- [SET PROBLEM]
Reproduce all of the material exactly as shown.

- [SUPPLIED RECORDS]
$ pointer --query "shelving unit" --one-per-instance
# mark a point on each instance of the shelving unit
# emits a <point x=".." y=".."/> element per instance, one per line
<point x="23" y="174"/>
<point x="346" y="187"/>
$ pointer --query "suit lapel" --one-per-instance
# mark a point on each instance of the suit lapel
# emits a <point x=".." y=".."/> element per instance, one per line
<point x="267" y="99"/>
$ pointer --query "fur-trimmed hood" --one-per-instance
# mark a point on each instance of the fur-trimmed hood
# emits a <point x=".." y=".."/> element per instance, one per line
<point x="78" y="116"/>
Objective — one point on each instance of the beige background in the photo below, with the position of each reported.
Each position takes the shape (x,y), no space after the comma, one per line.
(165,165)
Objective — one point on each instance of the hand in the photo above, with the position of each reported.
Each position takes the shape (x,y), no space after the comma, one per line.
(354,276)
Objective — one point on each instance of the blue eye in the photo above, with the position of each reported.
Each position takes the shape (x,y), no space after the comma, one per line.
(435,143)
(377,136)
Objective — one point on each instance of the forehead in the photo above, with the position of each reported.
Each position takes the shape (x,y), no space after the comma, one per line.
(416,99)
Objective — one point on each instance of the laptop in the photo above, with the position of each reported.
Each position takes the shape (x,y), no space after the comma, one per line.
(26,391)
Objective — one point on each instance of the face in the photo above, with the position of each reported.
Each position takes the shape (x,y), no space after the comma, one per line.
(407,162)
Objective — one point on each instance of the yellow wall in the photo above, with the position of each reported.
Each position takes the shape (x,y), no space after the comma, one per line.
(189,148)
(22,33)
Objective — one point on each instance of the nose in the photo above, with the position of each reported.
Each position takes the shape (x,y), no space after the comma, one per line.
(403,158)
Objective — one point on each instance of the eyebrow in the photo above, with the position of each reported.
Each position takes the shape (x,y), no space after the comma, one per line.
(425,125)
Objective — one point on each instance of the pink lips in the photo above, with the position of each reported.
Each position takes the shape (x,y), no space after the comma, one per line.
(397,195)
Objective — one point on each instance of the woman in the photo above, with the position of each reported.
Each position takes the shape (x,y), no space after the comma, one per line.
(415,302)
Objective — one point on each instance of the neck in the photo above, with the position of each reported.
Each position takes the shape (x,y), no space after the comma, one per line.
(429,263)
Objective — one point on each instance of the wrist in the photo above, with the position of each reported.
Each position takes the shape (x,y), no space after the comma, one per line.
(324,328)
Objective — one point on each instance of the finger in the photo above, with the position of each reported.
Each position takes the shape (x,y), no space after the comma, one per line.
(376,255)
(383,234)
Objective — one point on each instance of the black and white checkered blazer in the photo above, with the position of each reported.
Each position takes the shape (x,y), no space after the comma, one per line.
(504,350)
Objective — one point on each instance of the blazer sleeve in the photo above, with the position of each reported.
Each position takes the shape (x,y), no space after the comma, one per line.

- [FINAL RESULT]
$ pointer --query "shelving unit" --one-per-instance
# mark a point on each instance of the shelving unit
# emits a <point x=".." y=".."/> element per instance, one per line
<point x="23" y="174"/>
<point x="346" y="187"/>
$ pointer --query "suit lapel" --one-per-instance
# mark a point on each instance of the suit lapel
# emits a <point x=".." y=".."/> element per instance, one per line
<point x="267" y="99"/>
$ pointer --query "fur-trimmed hood" --one-per-instance
# mark a point on each instance of the fur-trimmed hood
# emits a <point x=".." y=".."/> element per instance, one per line
<point x="78" y="116"/>
Objective — one point on each instance of the beige background in the photo below, with the position of each reported.
Each position takes the shape (x,y), no space after the comma, one per line.
(165,165)
Objective — one point on each instance of the hand in the photo above, with the position of each reported.
Each position takes the shape (x,y), no space after the comma, one per line.
(354,276)
Objective — one point on each instance of the blue eye in the photo above, with the position of each reported.
Each position takes the shape (x,y), no space after the comma, one per line.
(435,143)
(377,136)
Objective — one point on each instance of the forehead in the photo above, with the position of each reported.
Each position takes the shape (x,y), no space after the comma, one per line.
(416,99)
Objective — one point on each instance of the laptop in the photo above, with the position of each reported.
Each position takes the shape (x,y), no space after the comma, one per line.
(26,391)
Objective — one point on each instance of the face in the photo above, with the position of each reported.
Each position takes the shape (x,y), no space after the comma, one per line.
(407,162)
Objective — one point on each instance of the yellow wall in the photo above, with the position of each reported.
Each position takes the shape (x,y), no space after the comma, one per line.
(189,148)
(22,33)
Objective — one point on each instance of the nose in the photo above, with the position of each reported.
Each position takes the shape (x,y), no space after the comma, one per line.
(403,158)
Objective — one point on each instance of the eyebrow in the photo above, with the position of each reported.
Each position takes the shape (x,y), no space after the comma, one per line.
(425,125)
Objective — one point on each instance of the pink lips in the photo above, with the position of each reported.
Each position takes the shape (x,y), no space after the comma, one per line.
(397,195)
Objective — one point on each instance of the woman in the photo above, with the position of each reported.
Each position takes the shape (x,y), no space after the comma, one per line.
(415,302)
Objective — one point on each instance of the neck in the photo above, with the position of each reported.
Each position takes the shape (x,y), no space after the comma, one per line.
(429,263)
Objective — one point on each instance of the wrist in the photo above, with the position of each reported.
Each position takes the shape (x,y), no space after the comma, one per line.
(324,328)
Objective — one point on each instance of the finger in the photo above, with the position of each reported.
Each position takes the shape (x,y), no space after the comma, one per line.
(376,255)
(383,234)
Objective — one point on each instance of the black and white checkered blazer in the photo above, with the position of each reported.
Each position takes the shape (x,y), no space after the comma, one per line.
(504,350)
Objective — one point on each instance of the blazer sleeve in the photo above, with the position of each reported.
Each position takes the shape (x,y), no space after the comma, one per line.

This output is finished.